## [PROVIDED RECORDS]
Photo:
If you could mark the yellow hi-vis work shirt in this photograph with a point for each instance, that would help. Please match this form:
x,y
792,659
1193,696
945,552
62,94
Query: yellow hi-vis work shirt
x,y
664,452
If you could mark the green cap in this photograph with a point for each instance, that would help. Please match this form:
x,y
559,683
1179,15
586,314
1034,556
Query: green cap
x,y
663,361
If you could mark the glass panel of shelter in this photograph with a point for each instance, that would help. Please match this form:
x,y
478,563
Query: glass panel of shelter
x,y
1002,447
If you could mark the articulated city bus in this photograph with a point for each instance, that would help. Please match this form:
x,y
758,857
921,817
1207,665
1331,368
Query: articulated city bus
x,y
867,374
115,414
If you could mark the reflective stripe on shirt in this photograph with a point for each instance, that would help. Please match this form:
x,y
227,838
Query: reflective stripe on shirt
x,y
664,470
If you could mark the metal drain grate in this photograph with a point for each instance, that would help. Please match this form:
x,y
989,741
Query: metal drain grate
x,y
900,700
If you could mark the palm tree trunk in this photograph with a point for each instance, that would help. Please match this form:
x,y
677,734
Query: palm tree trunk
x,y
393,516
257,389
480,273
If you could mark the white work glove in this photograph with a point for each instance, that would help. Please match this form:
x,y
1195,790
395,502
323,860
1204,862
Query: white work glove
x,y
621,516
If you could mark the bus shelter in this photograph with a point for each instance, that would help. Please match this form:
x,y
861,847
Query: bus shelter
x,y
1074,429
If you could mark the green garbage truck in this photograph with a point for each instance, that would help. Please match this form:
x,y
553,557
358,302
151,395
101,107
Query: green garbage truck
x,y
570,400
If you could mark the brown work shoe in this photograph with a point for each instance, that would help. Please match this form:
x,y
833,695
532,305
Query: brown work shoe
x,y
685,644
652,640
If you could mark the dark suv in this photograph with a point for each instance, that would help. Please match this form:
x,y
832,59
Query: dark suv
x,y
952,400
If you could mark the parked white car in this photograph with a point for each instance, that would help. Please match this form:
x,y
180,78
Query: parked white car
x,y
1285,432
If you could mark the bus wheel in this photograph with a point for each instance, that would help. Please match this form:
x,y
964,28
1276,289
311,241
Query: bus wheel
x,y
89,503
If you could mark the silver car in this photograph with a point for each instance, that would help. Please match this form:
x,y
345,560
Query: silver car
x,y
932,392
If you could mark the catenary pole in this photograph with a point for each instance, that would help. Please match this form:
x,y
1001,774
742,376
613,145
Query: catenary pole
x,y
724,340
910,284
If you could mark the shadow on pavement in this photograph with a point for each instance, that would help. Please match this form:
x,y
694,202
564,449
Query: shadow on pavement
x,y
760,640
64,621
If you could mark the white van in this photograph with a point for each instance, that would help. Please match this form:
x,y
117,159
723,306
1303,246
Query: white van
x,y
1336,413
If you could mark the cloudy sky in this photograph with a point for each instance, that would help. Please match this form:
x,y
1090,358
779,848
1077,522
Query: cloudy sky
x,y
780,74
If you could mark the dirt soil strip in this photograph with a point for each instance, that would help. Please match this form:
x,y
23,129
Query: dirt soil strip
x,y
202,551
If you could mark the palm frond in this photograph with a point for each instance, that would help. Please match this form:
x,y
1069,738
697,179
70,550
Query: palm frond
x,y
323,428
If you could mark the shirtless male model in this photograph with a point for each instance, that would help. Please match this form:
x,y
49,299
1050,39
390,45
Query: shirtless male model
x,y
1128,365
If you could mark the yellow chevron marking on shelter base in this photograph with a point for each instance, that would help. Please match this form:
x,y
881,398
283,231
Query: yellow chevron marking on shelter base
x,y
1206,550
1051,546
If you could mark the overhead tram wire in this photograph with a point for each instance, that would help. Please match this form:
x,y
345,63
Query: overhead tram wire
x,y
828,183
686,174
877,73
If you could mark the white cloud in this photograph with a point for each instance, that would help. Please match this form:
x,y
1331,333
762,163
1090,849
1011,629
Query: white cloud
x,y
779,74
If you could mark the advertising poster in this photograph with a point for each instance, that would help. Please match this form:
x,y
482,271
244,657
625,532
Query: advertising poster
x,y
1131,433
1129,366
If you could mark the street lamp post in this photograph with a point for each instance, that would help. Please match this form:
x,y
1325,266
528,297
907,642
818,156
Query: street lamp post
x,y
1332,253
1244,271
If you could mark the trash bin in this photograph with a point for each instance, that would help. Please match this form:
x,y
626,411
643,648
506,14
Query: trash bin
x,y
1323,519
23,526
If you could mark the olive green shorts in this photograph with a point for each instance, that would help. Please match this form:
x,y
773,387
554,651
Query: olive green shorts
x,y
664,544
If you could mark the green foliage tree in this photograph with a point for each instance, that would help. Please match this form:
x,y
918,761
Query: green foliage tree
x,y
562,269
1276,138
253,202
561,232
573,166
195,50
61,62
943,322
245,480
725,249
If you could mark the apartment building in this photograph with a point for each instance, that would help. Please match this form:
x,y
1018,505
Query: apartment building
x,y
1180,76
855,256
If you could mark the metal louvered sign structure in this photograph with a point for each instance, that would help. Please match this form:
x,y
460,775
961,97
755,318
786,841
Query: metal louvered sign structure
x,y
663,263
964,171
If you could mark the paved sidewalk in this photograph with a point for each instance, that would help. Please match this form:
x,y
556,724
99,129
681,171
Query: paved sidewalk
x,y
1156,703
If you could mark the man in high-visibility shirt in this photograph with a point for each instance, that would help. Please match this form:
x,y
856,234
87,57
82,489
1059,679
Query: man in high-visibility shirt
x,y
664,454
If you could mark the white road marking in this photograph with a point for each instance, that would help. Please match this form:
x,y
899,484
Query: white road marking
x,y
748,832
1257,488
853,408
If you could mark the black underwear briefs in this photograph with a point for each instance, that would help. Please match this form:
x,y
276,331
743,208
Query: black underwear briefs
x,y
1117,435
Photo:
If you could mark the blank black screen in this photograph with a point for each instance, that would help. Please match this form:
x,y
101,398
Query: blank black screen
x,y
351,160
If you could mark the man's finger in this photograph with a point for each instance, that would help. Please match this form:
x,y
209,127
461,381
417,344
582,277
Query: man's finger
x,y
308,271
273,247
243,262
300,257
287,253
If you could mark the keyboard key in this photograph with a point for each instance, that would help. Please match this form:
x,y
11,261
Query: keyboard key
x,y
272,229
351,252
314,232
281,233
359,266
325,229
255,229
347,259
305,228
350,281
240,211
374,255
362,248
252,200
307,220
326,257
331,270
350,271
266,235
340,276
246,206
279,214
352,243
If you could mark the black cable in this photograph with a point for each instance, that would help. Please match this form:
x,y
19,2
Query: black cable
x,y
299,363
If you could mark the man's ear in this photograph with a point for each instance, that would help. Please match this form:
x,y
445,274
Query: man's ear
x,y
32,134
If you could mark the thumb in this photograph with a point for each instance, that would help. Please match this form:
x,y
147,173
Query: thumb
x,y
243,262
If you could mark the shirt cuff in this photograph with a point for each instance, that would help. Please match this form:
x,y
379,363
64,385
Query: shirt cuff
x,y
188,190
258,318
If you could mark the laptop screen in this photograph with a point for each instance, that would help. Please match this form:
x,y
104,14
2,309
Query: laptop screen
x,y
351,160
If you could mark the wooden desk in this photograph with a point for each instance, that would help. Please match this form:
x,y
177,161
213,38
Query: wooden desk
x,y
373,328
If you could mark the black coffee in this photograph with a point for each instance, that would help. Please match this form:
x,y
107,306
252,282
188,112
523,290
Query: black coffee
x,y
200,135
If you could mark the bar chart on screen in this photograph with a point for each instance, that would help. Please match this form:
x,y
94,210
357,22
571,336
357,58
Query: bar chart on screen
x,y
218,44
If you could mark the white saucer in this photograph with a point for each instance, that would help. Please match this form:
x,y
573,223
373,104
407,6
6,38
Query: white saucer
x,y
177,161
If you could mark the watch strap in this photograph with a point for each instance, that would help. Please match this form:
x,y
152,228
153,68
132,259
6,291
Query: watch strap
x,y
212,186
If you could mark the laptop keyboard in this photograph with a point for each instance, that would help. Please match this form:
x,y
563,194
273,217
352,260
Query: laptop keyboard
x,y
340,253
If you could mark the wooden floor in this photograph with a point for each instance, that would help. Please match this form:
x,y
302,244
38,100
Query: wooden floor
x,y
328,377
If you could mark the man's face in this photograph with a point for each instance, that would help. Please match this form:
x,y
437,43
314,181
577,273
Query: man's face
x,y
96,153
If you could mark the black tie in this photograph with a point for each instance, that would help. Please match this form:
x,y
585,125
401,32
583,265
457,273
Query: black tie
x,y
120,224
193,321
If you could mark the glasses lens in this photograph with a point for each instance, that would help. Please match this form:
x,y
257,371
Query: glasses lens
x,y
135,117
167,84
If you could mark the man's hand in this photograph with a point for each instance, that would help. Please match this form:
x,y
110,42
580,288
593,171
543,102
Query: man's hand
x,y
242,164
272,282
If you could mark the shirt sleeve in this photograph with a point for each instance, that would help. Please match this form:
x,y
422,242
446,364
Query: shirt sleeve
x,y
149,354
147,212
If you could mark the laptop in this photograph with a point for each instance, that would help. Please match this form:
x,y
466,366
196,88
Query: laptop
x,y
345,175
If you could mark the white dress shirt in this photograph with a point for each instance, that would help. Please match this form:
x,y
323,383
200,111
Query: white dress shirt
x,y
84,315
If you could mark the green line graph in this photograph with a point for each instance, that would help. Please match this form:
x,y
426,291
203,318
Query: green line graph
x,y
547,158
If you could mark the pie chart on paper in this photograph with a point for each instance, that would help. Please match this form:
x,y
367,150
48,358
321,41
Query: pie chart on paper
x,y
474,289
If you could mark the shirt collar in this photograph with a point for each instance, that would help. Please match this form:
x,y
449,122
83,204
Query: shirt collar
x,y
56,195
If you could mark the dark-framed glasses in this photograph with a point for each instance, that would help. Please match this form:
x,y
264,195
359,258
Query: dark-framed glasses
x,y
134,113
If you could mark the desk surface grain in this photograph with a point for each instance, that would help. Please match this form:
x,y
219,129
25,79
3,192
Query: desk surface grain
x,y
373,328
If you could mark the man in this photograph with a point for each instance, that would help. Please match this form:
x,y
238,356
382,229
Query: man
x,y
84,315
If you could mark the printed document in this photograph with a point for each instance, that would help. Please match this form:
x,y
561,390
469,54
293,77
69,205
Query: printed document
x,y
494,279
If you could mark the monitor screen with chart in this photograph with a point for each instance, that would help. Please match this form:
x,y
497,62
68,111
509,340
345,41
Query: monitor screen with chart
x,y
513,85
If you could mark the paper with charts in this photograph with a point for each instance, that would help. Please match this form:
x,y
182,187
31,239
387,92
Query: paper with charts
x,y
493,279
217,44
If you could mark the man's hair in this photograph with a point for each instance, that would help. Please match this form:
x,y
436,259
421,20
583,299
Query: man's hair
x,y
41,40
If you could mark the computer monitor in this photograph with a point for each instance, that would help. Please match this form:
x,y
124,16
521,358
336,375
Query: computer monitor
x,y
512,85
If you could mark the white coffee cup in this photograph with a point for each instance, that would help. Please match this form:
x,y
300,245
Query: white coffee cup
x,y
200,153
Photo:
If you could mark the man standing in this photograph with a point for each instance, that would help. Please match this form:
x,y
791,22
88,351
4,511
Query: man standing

## [GIVEN INSTRUCTION]
Put each line of the items above into a JSON list of strings, starting at the line that contains "If you could mark the computer" and ending at the last line of the items, with blank lines left out.

## [TASK RESPONSE]
[
  "If you could mark the computer monitor in this photograph with a point for each instance, that would help. Please match this form:",
  "x,y",
  "124,16",
  "521,358",
  "336,375",
  "Query: computer monitor",
  "x,y",
  "512,85",
  "If you could mark the white coffee cup in this photograph with a point for each instance, that would help. Please match this form:",
  "x,y",
  "300,245",
  "Query: white coffee cup",
  "x,y",
  "200,153",
  "Photo:",
  "If you could mark the man standing in this photograph with a point for each instance, that would help. Please match this form:",
  "x,y",
  "791,22",
  "88,351",
  "4,511",
  "Query: man standing"
]